> **THE INPUT**
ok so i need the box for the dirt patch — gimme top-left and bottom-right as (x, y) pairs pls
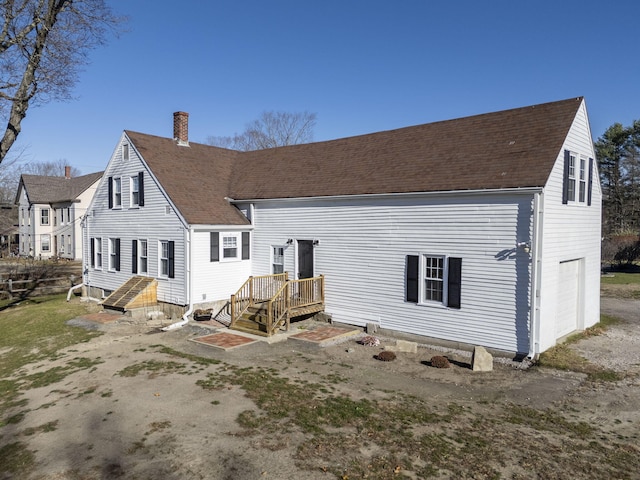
(2, 298), (639, 479)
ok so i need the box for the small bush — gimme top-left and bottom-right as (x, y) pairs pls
(430, 355), (450, 368)
(375, 351), (396, 362)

> **EXERCISE REQUIREMENTS**
Set every record down exactly, omitting pictures.

> **THE COMPLETED TASK**
ok so i need the box for the dirt patch — gimme top-left and bottom-right as (x, y) pairs pls
(2, 298), (639, 479)
ok so i need the box for the small bush — gimme top-left and bottom-right as (x, y) pairs pls
(430, 355), (450, 368)
(375, 351), (396, 362)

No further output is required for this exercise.